■ TEXT SECTION:
Mailing List Archives
Authenticated access
|
|
|
[Date Prev][Date Next][Thread Prev][Thread Next][Date Index][Thread Index]
[HTCondor-users] HTCondor and Docker
- Date: Tue, 07 Apr 2015 16:02:12 +0100
- From: Brian Candler <b.candler@xxxxxxxxx>
- Subject: [HTCondor-users] HTCondor and Docker
I'd like to know what's the current state of HTCondor with Docker. I see
some notes at the end of
https://indico.cern.ch/event/320819/session/3/contribution/56/material/slides/0.pptx
but these may just be "wish list" as far as I can tell.
There are three different things I'm thinking of.
(1) Running a HTCondor worker node as a Docker container.
This should be straightforward. All the jobs would run within the same
container and therefore have an enforced limit on total resource usage.
This would be a quick way to add HTCondor execution capability to an
existing Docker-aware server, just by
"docker run -d htcondor-worker"

■ RECORD EXCERPTS:
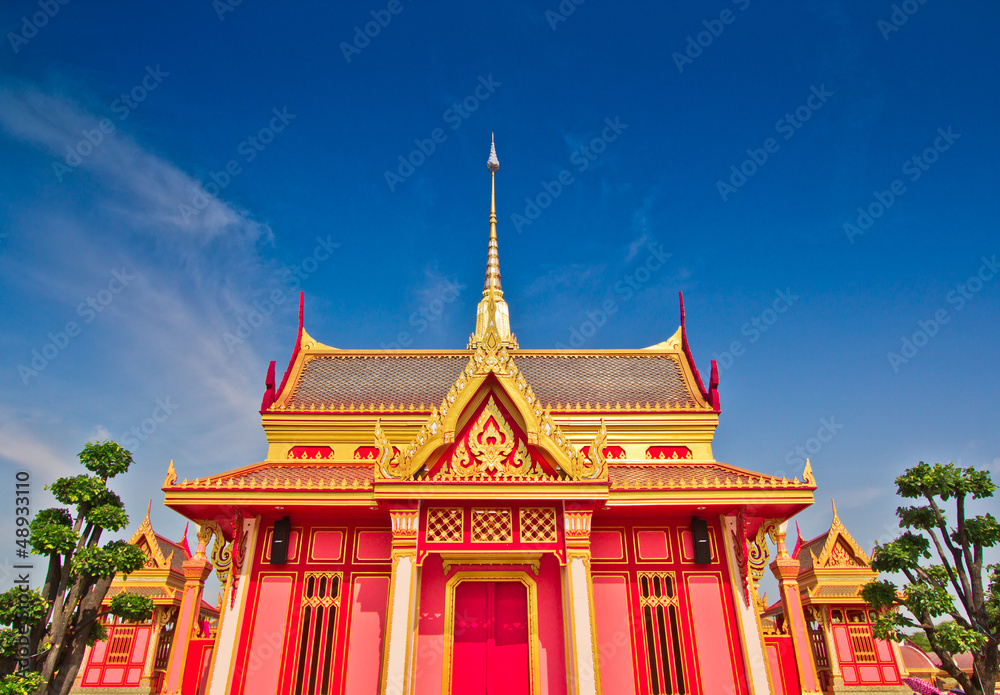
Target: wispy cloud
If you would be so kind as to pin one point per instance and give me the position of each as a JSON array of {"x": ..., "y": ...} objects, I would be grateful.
[{"x": 194, "y": 277}]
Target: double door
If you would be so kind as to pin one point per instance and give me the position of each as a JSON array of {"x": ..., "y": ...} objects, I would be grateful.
[{"x": 491, "y": 652}]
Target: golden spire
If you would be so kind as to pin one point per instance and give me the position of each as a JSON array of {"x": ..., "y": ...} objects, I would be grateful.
[{"x": 492, "y": 315}]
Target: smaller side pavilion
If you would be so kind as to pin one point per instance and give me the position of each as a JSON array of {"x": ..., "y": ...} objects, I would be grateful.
[
  {"x": 833, "y": 568},
  {"x": 134, "y": 657}
]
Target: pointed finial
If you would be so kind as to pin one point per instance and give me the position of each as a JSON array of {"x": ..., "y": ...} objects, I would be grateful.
[
  {"x": 171, "y": 476},
  {"x": 493, "y": 163},
  {"x": 492, "y": 315}
]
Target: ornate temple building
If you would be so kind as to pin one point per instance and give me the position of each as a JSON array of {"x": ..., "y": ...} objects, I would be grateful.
[
  {"x": 134, "y": 657},
  {"x": 832, "y": 570},
  {"x": 497, "y": 519}
]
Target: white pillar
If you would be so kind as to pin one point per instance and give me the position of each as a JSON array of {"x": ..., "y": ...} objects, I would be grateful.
[
  {"x": 398, "y": 648},
  {"x": 220, "y": 675},
  {"x": 585, "y": 674},
  {"x": 754, "y": 659}
]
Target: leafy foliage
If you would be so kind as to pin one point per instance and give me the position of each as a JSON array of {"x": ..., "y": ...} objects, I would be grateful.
[
  {"x": 132, "y": 608},
  {"x": 64, "y": 615},
  {"x": 942, "y": 562},
  {"x": 20, "y": 683},
  {"x": 51, "y": 531},
  {"x": 21, "y": 606},
  {"x": 106, "y": 459}
]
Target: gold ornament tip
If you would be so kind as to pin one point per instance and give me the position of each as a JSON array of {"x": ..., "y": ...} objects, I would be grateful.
[{"x": 493, "y": 164}]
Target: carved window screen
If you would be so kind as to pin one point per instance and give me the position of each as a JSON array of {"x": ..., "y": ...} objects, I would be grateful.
[
  {"x": 538, "y": 525},
  {"x": 492, "y": 526},
  {"x": 444, "y": 524},
  {"x": 661, "y": 628},
  {"x": 317, "y": 632}
]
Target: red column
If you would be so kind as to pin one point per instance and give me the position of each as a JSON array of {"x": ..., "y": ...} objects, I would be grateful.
[{"x": 196, "y": 571}]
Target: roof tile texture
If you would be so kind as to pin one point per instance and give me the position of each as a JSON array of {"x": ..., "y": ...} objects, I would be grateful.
[{"x": 363, "y": 380}]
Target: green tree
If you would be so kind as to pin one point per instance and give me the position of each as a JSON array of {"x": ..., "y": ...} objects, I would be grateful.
[
  {"x": 62, "y": 618},
  {"x": 951, "y": 582}
]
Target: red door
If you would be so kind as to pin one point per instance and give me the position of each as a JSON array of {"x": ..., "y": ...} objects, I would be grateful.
[{"x": 490, "y": 654}]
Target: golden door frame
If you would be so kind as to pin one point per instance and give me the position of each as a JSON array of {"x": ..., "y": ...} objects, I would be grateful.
[{"x": 449, "y": 625}]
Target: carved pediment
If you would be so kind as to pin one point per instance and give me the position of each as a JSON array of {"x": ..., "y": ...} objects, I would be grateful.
[{"x": 840, "y": 548}]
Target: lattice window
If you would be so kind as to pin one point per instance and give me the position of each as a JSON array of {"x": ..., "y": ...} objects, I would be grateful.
[
  {"x": 119, "y": 644},
  {"x": 818, "y": 646},
  {"x": 862, "y": 644},
  {"x": 318, "y": 632},
  {"x": 492, "y": 526},
  {"x": 444, "y": 524},
  {"x": 538, "y": 525},
  {"x": 661, "y": 627},
  {"x": 163, "y": 646}
]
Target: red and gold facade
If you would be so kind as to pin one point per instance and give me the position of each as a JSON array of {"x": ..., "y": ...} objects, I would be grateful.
[
  {"x": 826, "y": 575},
  {"x": 490, "y": 520},
  {"x": 135, "y": 657}
]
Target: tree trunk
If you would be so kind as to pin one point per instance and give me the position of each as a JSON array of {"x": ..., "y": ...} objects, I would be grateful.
[{"x": 90, "y": 608}]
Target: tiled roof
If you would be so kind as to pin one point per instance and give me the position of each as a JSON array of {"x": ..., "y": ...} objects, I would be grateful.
[
  {"x": 167, "y": 547},
  {"x": 290, "y": 476},
  {"x": 150, "y": 591},
  {"x": 624, "y": 476},
  {"x": 837, "y": 591},
  {"x": 701, "y": 476},
  {"x": 804, "y": 556},
  {"x": 649, "y": 380}
]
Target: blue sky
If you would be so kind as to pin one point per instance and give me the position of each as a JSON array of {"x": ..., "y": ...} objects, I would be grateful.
[{"x": 181, "y": 167}]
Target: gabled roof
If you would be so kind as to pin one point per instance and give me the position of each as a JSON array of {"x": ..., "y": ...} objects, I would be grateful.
[
  {"x": 162, "y": 553},
  {"x": 834, "y": 549},
  {"x": 491, "y": 375}
]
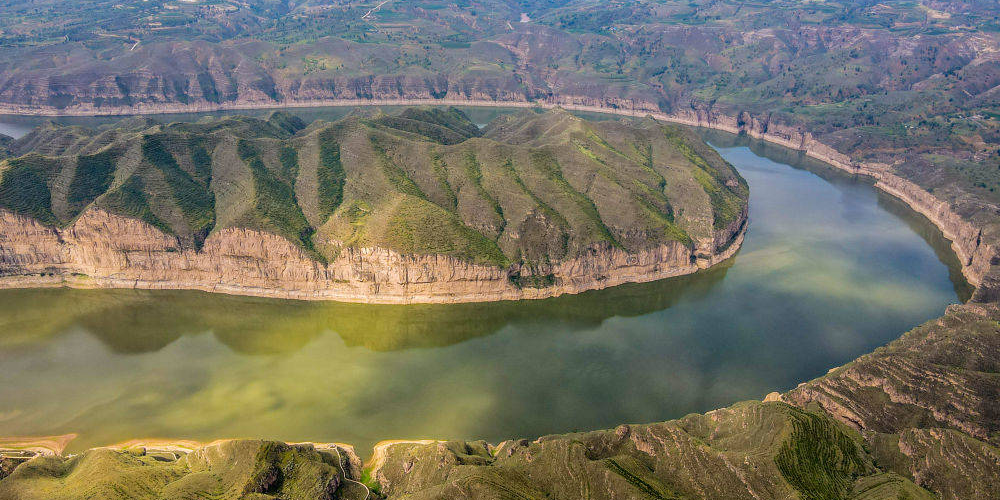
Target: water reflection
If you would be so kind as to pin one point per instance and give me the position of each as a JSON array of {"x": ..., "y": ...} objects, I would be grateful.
[
  {"x": 829, "y": 270},
  {"x": 140, "y": 321}
]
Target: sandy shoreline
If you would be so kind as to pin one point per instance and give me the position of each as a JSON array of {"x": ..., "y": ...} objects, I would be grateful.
[{"x": 964, "y": 237}]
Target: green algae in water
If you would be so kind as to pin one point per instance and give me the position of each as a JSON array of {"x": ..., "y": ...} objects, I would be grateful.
[{"x": 829, "y": 270}]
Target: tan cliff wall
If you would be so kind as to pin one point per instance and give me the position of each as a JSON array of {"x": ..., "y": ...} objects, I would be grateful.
[
  {"x": 104, "y": 250},
  {"x": 975, "y": 254}
]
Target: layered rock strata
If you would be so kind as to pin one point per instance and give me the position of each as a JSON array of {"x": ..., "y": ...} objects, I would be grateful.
[
  {"x": 101, "y": 249},
  {"x": 976, "y": 253}
]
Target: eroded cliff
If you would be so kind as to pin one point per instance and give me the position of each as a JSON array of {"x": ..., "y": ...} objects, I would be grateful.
[{"x": 393, "y": 209}]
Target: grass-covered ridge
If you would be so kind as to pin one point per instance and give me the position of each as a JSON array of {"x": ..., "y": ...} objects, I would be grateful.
[{"x": 532, "y": 188}]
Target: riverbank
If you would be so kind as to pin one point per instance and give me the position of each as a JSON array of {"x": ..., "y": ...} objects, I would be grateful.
[
  {"x": 102, "y": 250},
  {"x": 966, "y": 238}
]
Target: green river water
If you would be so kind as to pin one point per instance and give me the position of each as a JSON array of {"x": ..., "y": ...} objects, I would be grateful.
[{"x": 830, "y": 269}]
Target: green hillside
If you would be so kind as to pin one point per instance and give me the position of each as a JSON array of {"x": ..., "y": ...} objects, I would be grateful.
[{"x": 531, "y": 187}]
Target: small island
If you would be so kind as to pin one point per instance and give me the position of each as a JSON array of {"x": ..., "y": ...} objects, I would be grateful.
[{"x": 417, "y": 206}]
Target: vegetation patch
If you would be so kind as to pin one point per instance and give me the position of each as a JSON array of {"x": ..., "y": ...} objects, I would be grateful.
[
  {"x": 129, "y": 200},
  {"x": 819, "y": 459},
  {"x": 330, "y": 174},
  {"x": 196, "y": 202},
  {"x": 275, "y": 208},
  {"x": 91, "y": 179},
  {"x": 24, "y": 192}
]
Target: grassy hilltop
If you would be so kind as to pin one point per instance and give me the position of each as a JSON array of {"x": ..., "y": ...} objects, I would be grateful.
[{"x": 532, "y": 188}]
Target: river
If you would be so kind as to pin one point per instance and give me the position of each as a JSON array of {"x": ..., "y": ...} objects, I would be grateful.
[{"x": 830, "y": 269}]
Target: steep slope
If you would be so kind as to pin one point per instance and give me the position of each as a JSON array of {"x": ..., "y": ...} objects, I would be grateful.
[{"x": 418, "y": 206}]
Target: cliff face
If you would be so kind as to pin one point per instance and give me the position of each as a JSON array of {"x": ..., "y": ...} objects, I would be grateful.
[
  {"x": 422, "y": 206},
  {"x": 105, "y": 250}
]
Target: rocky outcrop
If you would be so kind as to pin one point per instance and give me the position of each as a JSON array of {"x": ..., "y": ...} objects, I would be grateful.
[
  {"x": 926, "y": 403},
  {"x": 976, "y": 254},
  {"x": 101, "y": 249},
  {"x": 223, "y": 469}
]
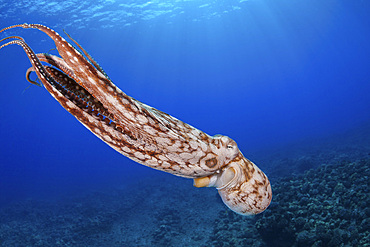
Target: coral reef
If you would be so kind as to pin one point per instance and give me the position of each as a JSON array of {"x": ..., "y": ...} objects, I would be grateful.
[
  {"x": 322, "y": 200},
  {"x": 323, "y": 207}
]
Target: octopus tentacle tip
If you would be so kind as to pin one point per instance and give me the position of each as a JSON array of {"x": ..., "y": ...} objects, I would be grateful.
[{"x": 201, "y": 182}]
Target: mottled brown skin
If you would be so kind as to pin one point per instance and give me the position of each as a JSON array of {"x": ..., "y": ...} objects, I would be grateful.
[{"x": 142, "y": 133}]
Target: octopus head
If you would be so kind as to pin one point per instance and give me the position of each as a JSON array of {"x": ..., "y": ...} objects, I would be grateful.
[{"x": 243, "y": 187}]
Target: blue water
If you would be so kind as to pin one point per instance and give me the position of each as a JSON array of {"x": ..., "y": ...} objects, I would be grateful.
[{"x": 266, "y": 73}]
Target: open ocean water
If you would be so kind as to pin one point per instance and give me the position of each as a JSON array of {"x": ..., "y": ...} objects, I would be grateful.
[{"x": 288, "y": 80}]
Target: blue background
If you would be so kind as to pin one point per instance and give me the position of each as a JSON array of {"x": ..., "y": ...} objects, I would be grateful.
[{"x": 265, "y": 73}]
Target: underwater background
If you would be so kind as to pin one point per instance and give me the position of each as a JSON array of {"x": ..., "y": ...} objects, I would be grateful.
[{"x": 288, "y": 80}]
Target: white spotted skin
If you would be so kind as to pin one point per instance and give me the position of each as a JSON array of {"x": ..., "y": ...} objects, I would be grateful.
[{"x": 145, "y": 134}]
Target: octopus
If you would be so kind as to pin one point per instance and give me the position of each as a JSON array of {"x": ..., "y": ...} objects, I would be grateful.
[{"x": 140, "y": 132}]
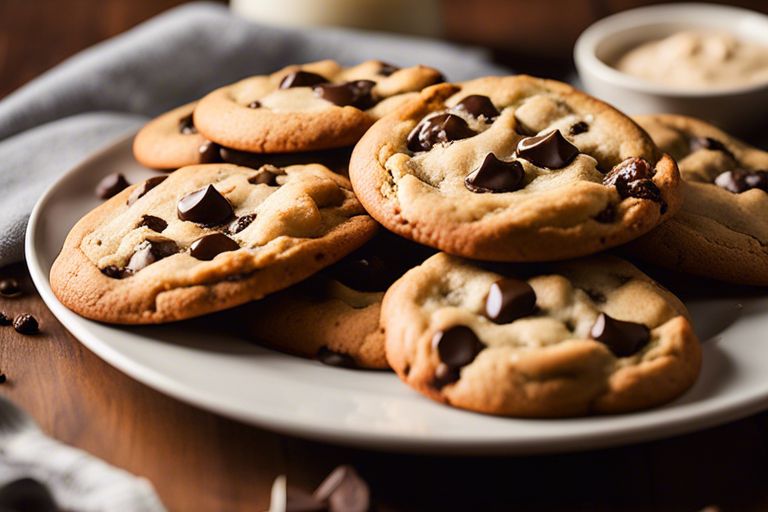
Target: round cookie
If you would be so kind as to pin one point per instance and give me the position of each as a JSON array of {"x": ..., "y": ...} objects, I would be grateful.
[
  {"x": 314, "y": 106},
  {"x": 513, "y": 169},
  {"x": 206, "y": 238},
  {"x": 721, "y": 230},
  {"x": 334, "y": 315},
  {"x": 580, "y": 337}
]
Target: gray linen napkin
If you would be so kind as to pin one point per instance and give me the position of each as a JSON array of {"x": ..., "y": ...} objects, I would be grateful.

■ EXERCISE REQUIREMENTS:
Copy the mailing list post again from "Mailing List Archives" through "I can tell.", swapping "wish list" for "roadmap".

■ TASK SOLUTION:
Mailing List Archives
Authenticated access
|
|
|
[Date Prev][Date Next][Thread Prev][Thread Next][Date Index][Thread Index]
[HTCondor-users] HTCondor and Docker
- Date: Tue, 07 Apr 2015 16:02:12 +0100
- From: Brian Candler <b.candler@xxxxxxxxx>
- Subject: [HTCondor-users] HTCondor and Docker
I'd like to know what's the current state of HTCondor with Docker. I see
some notes at the end of
https://indico.cern.ch/event/320819/session/3/contribution/56/material/slides/0.pptx
but these may just be "roadmap" as far as I can tell.